Each line below has to be output exactly, from first to last.

[Dataset excerpts]
^^^^^^^^^^^^^^^^

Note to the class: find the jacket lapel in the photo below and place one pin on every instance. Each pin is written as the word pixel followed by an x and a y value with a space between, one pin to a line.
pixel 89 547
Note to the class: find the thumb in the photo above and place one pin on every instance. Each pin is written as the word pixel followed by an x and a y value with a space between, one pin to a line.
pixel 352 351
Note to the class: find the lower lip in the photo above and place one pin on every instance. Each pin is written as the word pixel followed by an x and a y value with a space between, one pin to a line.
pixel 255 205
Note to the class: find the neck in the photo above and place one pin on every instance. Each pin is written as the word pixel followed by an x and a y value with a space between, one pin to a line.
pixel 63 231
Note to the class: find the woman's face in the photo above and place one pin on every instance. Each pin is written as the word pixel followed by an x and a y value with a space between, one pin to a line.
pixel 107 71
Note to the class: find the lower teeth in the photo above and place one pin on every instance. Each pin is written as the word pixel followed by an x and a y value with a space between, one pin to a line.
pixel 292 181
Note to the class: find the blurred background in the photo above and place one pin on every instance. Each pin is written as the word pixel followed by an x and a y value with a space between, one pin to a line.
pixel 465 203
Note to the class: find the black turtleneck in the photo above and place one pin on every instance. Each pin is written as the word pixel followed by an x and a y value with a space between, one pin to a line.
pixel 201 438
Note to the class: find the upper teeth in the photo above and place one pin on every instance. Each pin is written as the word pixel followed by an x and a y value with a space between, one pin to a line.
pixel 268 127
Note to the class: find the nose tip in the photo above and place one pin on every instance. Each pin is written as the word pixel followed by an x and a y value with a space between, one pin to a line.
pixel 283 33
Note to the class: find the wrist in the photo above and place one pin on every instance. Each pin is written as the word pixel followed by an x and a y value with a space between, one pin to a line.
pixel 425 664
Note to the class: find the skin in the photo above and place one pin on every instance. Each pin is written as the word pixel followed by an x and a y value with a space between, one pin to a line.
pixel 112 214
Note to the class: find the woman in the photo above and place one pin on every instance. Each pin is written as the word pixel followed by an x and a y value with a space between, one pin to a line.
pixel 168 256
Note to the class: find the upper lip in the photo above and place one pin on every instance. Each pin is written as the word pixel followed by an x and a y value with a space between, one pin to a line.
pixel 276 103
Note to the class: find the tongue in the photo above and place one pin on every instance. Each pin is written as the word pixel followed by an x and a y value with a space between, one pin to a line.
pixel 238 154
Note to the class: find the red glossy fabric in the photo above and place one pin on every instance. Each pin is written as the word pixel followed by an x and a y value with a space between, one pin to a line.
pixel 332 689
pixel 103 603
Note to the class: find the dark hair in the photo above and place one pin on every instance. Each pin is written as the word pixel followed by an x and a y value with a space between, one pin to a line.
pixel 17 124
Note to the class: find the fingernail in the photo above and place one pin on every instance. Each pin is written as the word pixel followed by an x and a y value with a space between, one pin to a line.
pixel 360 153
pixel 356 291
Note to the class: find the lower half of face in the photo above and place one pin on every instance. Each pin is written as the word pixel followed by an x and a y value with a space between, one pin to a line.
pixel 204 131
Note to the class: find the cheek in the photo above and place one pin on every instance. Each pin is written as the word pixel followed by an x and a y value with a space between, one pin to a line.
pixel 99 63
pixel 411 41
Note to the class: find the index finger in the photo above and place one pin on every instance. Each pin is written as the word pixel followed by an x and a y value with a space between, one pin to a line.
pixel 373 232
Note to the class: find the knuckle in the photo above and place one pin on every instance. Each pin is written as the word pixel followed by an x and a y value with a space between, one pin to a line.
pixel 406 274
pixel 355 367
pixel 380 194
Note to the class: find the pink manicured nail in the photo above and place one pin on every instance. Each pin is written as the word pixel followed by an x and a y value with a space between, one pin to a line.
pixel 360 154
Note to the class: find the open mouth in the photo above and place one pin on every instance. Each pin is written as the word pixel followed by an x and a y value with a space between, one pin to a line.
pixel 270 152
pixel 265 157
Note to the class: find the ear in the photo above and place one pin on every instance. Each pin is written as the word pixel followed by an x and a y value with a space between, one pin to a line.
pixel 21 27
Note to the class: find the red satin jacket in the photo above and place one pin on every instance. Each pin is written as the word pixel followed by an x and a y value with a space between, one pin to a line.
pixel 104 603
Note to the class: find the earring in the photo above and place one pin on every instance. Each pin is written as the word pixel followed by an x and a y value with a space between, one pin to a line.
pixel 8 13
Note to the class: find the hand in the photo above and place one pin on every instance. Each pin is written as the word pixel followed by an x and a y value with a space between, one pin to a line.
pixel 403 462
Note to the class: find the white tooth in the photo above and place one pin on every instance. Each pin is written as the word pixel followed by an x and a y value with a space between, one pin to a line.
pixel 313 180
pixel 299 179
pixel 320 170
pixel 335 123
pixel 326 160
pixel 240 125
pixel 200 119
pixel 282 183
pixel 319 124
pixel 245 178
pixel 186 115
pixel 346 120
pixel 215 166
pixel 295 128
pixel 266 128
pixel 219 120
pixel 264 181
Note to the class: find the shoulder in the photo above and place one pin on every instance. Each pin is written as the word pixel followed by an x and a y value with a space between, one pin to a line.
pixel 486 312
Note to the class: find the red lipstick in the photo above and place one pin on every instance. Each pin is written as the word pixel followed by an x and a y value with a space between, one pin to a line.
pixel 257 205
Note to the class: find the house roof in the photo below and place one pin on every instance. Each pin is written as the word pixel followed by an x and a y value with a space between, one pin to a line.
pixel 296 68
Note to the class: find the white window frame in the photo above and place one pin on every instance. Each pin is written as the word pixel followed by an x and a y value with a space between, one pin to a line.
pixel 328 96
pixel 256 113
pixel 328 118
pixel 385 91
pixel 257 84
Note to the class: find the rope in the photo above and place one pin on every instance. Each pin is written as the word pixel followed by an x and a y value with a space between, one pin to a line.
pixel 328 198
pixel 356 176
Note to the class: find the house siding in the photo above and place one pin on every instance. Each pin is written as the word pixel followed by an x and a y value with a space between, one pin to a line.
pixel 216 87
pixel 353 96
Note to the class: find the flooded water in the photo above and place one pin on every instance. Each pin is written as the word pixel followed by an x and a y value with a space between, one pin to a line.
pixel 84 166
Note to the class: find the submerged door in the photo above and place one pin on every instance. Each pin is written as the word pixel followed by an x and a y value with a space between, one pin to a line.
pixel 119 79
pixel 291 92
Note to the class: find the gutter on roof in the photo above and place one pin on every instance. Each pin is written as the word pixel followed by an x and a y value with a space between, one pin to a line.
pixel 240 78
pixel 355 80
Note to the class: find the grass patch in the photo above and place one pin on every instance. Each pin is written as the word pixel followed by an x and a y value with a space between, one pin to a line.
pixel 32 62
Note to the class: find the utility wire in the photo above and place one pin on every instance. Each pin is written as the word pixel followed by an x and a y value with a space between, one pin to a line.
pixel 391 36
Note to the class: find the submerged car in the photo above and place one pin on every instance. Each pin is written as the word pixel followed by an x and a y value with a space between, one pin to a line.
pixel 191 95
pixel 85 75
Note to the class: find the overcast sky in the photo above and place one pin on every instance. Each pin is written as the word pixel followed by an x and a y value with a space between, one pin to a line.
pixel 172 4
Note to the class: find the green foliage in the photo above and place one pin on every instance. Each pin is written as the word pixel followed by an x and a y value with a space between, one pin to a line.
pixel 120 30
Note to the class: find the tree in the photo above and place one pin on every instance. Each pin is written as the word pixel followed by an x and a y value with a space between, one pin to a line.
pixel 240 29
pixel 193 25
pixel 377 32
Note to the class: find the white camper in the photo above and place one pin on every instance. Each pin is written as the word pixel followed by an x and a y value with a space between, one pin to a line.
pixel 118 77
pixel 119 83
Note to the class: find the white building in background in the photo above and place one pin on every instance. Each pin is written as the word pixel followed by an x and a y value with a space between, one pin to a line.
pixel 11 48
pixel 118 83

^^^^^^^^^^^^^^^^

* _Problem solution_
Note to the class: find the jacket lapel in the photo below and place one pin on every instance. Each pin is written as the word pixel followed by an x and a y value with a space between, one pin to a line.
pixel 89 547
Note to the class: find the thumb in the photo above and place one pin on every instance. Each pin is written as the word pixel followed by an x and a y value with a space between, one pin to a line.
pixel 352 351
Note to the class: find the lower lip in the photo above and place one pin on every instance. Each pin is written as the word pixel followed by an x and a y value with a space between, one pin to a line.
pixel 255 205
Note to the class: find the neck in the photo above and place one pin on every instance. Each pin is written as the word pixel followed by an x and a y value with a space between, one pin to a line.
pixel 63 231
Note to the class: find the woman's face in the photo above and place one pin on every instance. Each pin is written as the word pixel followed by an x and a y value with a space between, one pin to a line.
pixel 107 71
Note to the class: find the lower teeth in the photo above and place one pin on every instance. Each pin is written as the word pixel followed by an x and a y value with a space between, one pin to a line.
pixel 292 181
Note to the class: find the blurred background in the photo above and place one pin on every instance. Each pin is written as the word pixel followed by an x and a y value with a space between, one pin to a line.
pixel 465 203
Note to the class: find the black turtleneck in the photo above and place one pin on every instance. Each pin is written as the word pixel followed by an x and a y value with a space between, one pin to a line.
pixel 201 438
Note to the class: find the upper teeth in the photo above and place one pin on every instance. Each pin is written as the word pixel followed by an x and a y value with a space between, one pin to a line.
pixel 268 127
Note to the class: find the nose tip in the photo above and place one pin on every instance. Each pin is written as the word pixel followed by an x and a y value with a space between, one pin to a line.
pixel 283 33
Note to the class: find the wrist in the photo above and place one pin on every instance. Each pin is written as the word pixel followed by an x and a y value with a space between, one pin to a line.
pixel 425 664
Note to the class: find the skin in the photo above and place one pin on every instance. Each pin is written as the word pixel followed by an x and a y value with a space between, one pin to a line.
pixel 112 214
Note to the class: find the woman in the photo above and place one pin on every instance. Each pin is written as the word pixel followed by an x and a y value with a space between, one pin to a line.
pixel 168 256
Note to the class: find the upper lip in the photo above and place one pin on every instance. Each pin is written as the word pixel followed by an x and a y value with a space between, one pin to a line.
pixel 276 103
Note to the class: find the tongue in the photo above and place one pin on every instance. Each pin is written as the word pixel followed by an x and a y value with a space between, one pin to a line.
pixel 238 154
Note to the class: find the red glossy fabric in the photo above and place one pin on every instance. Each pin is written as the word pixel followed by an x and a y value with a space between, one pin to a line.
pixel 332 689
pixel 103 603
Note to the class: find the dark hair in the photo above and place one pin on every instance. Each pin is written as the word pixel followed by an x and a y value with a space between, one pin to a line.
pixel 17 124
Note to the class: find the fingernail in the photo above and place one pin on every instance. Each pin is written as the word pixel followed by an x and a y value with a space between, one pin to a line.
pixel 360 153
pixel 356 291
Note to the class: find the lower half of face in the photo above and place one pin on every instance. Each pin is written as the word pixel followed by an x and a y value with a space between, one pin to a line.
pixel 204 131
Note to the class: find the cheek in the photo above and place one pin on every instance. Each pin is written as the word pixel followed by an x and a y value with a space between, one pin to a line.
pixel 99 63
pixel 411 41
Note to the class: find the index finger in the photo above and place one pin on every instance. Each pin is written as the word pixel followed by an x and a y value with a space between, one pin to a line.
pixel 373 232
Note to the class: find the knuckle in the photo above and place one pin on every instance. Each pin is written as the word pixel followed by an x and a y value with a space between, one pin to a line.
pixel 406 274
pixel 355 367
pixel 380 194
Note to the class: find the pink manicured nail in the photo above and place one pin on every instance. Each pin is written as the word pixel followed by an x and a y value with a space between, one pin to a line.
pixel 360 154
Note to the class: find the open mouth in the photo above and place one pin on every instance. Each pin is written as the word pixel followed by an x and a y value with a space between, one pin to a line.
pixel 270 152
pixel 265 157
Note to the class: find the ear in the photo above and place one pin on every instance. Each pin is written as the word pixel followed by an x and a y value with a space between, one pin to a line.
pixel 21 27
Note to the class: find the red satin jacket in the photo above and place one pin on every instance. Each pin is written as the word pixel followed by an x and a y value with a space between, one pin to a line.
pixel 104 603
Note to the class: find the earring in the photo above and place one pin on every instance. Each pin is written as the word pixel followed by an x and a y value with a space between, one pin to a line.
pixel 8 13
Note to the class: find the hand in the photo above and place one pin on every instance. Each pin is written as the word pixel followed by an x and a y value with a space between, one pin to a line.
pixel 403 462
Note to the class: find the white tooth in the photo above and place one pin on every instance. Each pin is written as the word pixel followed by an x and a y value with a space between, one pin to a line.
pixel 313 180
pixel 299 179
pixel 320 170
pixel 335 123
pixel 326 160
pixel 240 125
pixel 200 119
pixel 282 183
pixel 319 124
pixel 245 178
pixel 186 115
pixel 346 120
pixel 215 166
pixel 295 128
pixel 266 128
pixel 219 120
pixel 264 181
Note to the class: find the shoulder in the photo above and place one pin on every instance. Each pin is written as the word pixel followed by an x and a y value with a space between, one pin to a line.
pixel 486 312
Note to the class: find the red lipstick in the photo above and place one pin on every instance. Each pin is written as the word pixel followed by an x and a y value with a space between, one pin to a line.
pixel 257 205
Note to the class: find the house roof in the photo below and place one pin on every instance. Each pin is written as the word pixel followed by an x and a y value with a space between, one pin to a line.
pixel 296 68
Note to the class: find the white window frame in the photo above and place one pin on every instance. Each pin is written as the word pixel followed by an x and a y value with a space between, one pin to a line.
pixel 328 96
pixel 256 113
pixel 328 118
pixel 385 91
pixel 257 84
Note to the class: find the rope in the photo above and place one pin on every instance. Each pin is written as the word pixel followed by an x and a y value with a space between, one pin to a line.
pixel 328 198
pixel 356 176
Note to the class: find the house siding in the photo above and place one pin on every instance. Each pin is written as the word pixel followed by an x and a y value with a space between, one pin to a line.
pixel 216 87
pixel 353 96
Note to the class: find the flooded water in the photo above and place one pin on every instance. Each pin is written as the word pixel followed by an x and a y value with a space between, one pin to a line.
pixel 84 166
Note to the class: find the submerged door in the photo above and place one pin on every instance. Each pin is written as the word pixel followed by an x and a y value with a space between, one pin to a line.
pixel 119 79
pixel 291 92
Note to the class: find the gutter on roof in the photo above and place one pin on every instance. Each pin is written as the word pixel followed by an x and a y value with a space between, one pin to a line.
pixel 240 78
pixel 355 80
Note to the class: find the grass patch in the photo above and place one pin on every instance. Each pin is written as the word pixel followed by an x and a y value with a space between, one pin to a line.
pixel 32 62
Note to the class: find the utility wire in the photo above and place one pin on every instance. Each pin is written as the word pixel followed by an x and a y value with a space between, one pin to a line.
pixel 391 36
Note to the class: find the submerged car in the photo above and place one pin on every instance. Each pin is written as the word pixel followed by an x and a y value with a space between, one pin to a line.
pixel 191 95
pixel 85 75
Note to the class: find the overcast sky in the photo above and place one pin on every instance. Each pin is written as the word pixel followed by an x and a y value with a space between, one pin to a line.
pixel 172 4
Note to the class: find the green foliage in the photo above and place one pin on every instance. Each pin is written as the word pixel followed by an x and a y value with a space between, one pin to a line.
pixel 120 30
Note to the class: find the tree in the photo above and place one pin on every instance. Each pin is written as the word pixel followed by an x and a y value with a space between, one pin to a line.
pixel 240 29
pixel 193 25
pixel 377 32
Note to the class: find the white camper in the photo above and place one pin on every instance. Each pin is written as the word pixel followed by an x and a y value with a space between, one pin to a line.
pixel 118 77
pixel 119 83
Note to the class: find the white building in background in the photo above and place one pin on every instance. Each pin is written as the word pixel followed by an x and a y value with a space between, one pin to a line.
pixel 11 48
pixel 118 83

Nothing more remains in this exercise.